_GOAL OF THE EXERCISE_: Beneath this line is the data. Output exactly the lines from the line with "Target: dark hair" to the line with "Target: white glove", both ends included, and nothing more.

[Natural-language object grounding data]
━━━━━━━━━━

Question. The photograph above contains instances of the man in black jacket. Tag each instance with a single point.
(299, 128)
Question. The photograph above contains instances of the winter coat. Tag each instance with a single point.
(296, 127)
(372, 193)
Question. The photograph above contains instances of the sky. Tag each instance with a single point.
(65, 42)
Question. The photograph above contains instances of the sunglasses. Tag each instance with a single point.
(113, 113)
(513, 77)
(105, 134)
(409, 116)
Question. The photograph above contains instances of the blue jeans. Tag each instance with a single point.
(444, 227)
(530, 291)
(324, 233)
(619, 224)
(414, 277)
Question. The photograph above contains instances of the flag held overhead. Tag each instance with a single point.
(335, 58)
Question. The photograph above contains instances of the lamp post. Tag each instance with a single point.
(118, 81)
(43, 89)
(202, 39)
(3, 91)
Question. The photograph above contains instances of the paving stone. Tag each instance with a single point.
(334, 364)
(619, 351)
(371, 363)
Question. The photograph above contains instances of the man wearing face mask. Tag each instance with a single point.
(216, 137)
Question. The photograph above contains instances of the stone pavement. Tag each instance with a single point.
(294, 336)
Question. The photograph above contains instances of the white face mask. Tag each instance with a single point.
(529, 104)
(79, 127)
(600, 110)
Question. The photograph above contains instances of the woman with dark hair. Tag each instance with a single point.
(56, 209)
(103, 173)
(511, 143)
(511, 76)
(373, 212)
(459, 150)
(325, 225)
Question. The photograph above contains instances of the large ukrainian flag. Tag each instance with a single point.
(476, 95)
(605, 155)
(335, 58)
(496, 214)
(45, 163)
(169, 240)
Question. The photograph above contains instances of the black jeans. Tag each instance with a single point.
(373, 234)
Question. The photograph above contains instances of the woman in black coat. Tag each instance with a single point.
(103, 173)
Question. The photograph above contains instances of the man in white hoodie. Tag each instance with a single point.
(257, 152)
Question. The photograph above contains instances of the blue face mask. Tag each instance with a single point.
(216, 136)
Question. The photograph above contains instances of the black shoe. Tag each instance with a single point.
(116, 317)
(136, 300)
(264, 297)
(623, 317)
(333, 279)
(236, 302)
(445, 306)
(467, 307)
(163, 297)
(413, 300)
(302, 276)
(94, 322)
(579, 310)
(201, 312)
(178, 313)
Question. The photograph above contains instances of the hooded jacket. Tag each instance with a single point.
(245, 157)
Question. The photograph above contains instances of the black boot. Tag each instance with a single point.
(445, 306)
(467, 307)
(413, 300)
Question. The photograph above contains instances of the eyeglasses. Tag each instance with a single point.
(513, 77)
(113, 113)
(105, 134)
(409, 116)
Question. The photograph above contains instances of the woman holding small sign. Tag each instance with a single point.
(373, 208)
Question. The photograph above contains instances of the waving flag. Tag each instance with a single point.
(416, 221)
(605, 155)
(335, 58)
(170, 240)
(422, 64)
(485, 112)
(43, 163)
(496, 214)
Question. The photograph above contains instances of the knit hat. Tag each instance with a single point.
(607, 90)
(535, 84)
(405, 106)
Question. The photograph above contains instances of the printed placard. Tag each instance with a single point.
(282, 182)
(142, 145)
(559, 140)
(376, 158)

━━━━━━━━━━

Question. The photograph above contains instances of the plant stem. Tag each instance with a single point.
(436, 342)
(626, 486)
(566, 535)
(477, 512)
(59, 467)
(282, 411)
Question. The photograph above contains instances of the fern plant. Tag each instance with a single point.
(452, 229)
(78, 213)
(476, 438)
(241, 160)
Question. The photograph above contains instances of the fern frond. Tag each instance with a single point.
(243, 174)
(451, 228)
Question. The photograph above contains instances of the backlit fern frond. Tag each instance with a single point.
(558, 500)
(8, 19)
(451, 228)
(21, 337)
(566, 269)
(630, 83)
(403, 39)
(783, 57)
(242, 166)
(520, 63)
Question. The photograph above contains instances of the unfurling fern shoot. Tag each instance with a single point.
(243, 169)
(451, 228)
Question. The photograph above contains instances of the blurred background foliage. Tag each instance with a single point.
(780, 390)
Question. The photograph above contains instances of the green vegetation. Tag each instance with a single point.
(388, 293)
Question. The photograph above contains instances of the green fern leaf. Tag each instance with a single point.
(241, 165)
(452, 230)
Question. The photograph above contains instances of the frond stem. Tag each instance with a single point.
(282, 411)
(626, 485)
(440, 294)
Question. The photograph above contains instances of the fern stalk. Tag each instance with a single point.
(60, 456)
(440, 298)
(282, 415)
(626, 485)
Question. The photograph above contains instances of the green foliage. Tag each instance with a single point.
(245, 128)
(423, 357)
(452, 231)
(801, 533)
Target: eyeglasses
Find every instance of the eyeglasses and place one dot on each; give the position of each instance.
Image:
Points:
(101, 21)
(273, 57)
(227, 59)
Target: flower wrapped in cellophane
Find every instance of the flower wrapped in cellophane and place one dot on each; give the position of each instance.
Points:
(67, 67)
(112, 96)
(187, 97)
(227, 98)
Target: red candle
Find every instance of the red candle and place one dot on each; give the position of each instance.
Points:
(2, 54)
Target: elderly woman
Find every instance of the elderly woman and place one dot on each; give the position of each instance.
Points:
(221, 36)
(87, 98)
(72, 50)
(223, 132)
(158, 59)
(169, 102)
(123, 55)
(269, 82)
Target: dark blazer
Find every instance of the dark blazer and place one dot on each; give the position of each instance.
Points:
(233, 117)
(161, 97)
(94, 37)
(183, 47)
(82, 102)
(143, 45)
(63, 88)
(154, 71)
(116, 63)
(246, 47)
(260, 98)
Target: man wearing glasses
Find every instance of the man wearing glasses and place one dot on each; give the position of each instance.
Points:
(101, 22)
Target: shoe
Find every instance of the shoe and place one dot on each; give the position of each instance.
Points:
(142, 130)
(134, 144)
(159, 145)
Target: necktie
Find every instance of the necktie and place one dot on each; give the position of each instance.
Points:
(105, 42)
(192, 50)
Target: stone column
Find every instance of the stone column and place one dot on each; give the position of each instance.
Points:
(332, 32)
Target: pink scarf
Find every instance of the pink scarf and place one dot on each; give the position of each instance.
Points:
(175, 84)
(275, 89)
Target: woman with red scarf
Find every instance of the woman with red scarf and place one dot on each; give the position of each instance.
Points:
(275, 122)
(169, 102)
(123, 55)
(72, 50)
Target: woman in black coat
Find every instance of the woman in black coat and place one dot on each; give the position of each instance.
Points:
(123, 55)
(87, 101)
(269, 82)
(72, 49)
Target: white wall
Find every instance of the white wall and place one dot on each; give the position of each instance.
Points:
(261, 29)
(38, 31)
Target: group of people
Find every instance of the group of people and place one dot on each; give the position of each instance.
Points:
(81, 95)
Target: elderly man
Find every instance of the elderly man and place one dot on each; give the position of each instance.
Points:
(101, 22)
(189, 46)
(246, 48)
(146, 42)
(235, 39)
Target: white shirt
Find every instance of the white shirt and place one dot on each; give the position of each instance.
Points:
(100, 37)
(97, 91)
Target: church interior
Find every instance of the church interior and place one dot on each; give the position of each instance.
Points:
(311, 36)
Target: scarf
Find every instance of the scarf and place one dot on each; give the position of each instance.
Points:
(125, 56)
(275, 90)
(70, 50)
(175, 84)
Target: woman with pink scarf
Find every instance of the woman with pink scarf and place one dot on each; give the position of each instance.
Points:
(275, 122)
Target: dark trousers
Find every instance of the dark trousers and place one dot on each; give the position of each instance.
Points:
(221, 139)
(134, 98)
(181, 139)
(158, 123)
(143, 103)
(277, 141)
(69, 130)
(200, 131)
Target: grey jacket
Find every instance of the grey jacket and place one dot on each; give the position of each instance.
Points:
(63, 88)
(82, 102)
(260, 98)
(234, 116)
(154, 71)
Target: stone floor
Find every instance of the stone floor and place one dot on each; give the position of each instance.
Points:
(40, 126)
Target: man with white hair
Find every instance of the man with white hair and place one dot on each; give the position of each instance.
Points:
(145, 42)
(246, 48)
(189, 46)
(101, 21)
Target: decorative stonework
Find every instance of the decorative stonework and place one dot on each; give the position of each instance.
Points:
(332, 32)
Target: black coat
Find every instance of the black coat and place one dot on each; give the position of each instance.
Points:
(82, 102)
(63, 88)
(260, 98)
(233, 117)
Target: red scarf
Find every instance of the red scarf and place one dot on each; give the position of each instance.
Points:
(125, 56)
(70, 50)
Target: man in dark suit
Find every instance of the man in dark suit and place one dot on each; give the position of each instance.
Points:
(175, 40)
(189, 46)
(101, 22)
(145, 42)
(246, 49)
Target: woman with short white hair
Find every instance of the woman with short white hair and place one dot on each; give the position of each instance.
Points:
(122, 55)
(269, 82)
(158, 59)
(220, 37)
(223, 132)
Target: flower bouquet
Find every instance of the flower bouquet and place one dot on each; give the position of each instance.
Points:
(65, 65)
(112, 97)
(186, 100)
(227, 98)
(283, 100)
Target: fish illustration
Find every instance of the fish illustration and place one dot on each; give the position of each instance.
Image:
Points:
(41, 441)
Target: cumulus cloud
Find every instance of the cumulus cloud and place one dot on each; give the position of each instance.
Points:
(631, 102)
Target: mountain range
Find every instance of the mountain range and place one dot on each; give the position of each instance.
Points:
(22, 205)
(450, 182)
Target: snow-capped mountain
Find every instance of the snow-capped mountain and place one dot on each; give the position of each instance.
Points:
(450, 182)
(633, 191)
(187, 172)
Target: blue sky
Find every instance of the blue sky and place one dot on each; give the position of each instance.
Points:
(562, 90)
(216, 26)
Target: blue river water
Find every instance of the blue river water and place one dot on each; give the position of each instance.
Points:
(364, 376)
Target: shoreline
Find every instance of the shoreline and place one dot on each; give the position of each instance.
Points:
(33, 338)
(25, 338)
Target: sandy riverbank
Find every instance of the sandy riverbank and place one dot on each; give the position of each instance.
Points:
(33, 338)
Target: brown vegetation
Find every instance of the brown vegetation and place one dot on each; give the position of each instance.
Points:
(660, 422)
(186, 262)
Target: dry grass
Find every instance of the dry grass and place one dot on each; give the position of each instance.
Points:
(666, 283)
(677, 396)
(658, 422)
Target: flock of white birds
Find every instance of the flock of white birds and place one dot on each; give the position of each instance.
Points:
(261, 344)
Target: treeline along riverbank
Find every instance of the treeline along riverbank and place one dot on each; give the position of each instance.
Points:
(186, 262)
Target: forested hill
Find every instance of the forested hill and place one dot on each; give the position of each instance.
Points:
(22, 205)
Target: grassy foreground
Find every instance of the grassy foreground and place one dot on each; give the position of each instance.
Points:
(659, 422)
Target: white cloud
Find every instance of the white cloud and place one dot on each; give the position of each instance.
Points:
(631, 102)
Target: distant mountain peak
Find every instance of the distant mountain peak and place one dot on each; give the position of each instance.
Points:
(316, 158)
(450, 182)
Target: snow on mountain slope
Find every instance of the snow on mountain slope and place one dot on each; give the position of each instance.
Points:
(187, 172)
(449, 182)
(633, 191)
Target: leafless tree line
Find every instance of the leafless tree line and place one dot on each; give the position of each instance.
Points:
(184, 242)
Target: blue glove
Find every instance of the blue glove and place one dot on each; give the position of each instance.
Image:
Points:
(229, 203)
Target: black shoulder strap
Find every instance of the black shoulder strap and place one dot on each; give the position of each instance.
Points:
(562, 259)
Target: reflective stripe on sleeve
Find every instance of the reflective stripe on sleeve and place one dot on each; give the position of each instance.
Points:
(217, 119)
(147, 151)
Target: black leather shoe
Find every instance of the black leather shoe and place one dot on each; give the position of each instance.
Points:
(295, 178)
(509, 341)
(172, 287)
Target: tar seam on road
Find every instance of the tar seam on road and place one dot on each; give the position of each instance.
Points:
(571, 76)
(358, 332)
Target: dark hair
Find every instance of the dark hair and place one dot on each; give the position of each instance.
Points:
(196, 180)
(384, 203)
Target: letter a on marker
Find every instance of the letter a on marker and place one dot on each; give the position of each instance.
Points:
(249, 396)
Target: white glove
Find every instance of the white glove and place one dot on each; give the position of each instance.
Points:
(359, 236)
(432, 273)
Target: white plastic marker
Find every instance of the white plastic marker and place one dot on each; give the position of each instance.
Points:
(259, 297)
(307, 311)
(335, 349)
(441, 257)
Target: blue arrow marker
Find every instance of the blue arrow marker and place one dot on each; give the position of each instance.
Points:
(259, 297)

━━━━━━━━━━

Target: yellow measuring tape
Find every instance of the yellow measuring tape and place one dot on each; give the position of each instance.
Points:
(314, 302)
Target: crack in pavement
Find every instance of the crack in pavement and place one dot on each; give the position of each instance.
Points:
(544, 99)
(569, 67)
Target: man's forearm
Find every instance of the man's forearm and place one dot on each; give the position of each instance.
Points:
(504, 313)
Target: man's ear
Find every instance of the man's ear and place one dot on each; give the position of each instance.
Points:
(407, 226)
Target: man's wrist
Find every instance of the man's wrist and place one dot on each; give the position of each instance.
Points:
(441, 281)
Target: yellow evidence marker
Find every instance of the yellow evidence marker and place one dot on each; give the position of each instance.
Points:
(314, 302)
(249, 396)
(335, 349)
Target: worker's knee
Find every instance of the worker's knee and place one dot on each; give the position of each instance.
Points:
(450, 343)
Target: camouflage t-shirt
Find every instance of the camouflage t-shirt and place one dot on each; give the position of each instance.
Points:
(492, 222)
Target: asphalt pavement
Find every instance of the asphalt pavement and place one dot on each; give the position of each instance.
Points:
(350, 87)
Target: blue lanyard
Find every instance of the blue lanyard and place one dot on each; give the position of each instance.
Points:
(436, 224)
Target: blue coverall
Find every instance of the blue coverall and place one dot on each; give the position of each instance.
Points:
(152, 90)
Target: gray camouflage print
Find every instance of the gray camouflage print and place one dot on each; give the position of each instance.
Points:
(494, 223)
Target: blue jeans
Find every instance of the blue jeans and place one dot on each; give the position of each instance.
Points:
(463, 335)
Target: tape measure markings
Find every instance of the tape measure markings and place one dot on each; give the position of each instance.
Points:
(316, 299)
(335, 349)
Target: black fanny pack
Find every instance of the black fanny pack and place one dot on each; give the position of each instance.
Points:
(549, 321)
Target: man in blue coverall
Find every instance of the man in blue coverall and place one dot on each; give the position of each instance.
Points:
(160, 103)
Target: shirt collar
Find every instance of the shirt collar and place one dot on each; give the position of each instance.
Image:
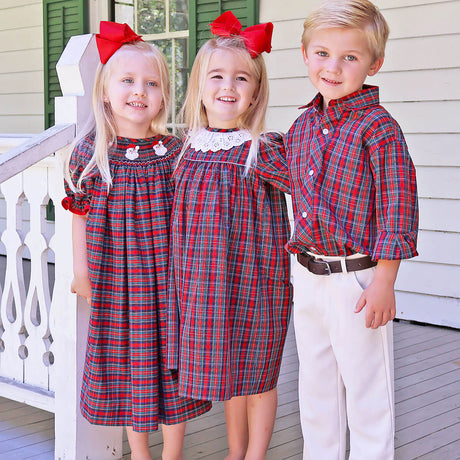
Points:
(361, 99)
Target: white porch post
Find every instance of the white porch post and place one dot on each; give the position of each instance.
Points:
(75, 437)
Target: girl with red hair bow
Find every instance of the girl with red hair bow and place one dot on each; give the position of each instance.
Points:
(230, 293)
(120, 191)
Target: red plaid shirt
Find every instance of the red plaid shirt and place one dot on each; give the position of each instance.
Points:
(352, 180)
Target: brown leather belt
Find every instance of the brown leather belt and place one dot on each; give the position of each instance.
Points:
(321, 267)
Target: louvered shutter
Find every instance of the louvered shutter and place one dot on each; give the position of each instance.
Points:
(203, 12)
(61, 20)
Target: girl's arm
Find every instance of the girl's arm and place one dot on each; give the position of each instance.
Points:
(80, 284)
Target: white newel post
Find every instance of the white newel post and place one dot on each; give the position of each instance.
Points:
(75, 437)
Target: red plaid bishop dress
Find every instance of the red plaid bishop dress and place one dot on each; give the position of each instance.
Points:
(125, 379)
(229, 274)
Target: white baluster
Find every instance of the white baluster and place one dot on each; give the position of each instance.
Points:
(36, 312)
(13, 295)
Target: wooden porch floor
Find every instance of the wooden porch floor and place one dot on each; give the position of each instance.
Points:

━━━━━━━━━━

_SOLVED EXERCISE_:
Target: dark hair
Find every instance of the dark hair and place one dot on each; give the position of each instance.
Points:
(196, 180)
(384, 203)
Target: letter a on marker
Find every instance of the letter a on marker and place one dot on each; give the position of each instance.
Points:
(249, 396)
Target: white glove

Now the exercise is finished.